[Listing]:
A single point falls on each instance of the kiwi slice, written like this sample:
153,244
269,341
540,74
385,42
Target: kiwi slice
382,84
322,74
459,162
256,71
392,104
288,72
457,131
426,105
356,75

[Required task]: Could you move every answer point in the entries by adding -65 to both of its coordinates, then write out all the lines again with the requests included? Leave the numbers inside the requests and their samples unchanged.

[Result]:
A single point falls on each instance of the kiwi slice, written like this sample:
153,244
269,341
540,74
385,42
Target: kiwi slice
317,19
257,9
394,97
191,6
327,39
223,7
392,66
361,40
291,10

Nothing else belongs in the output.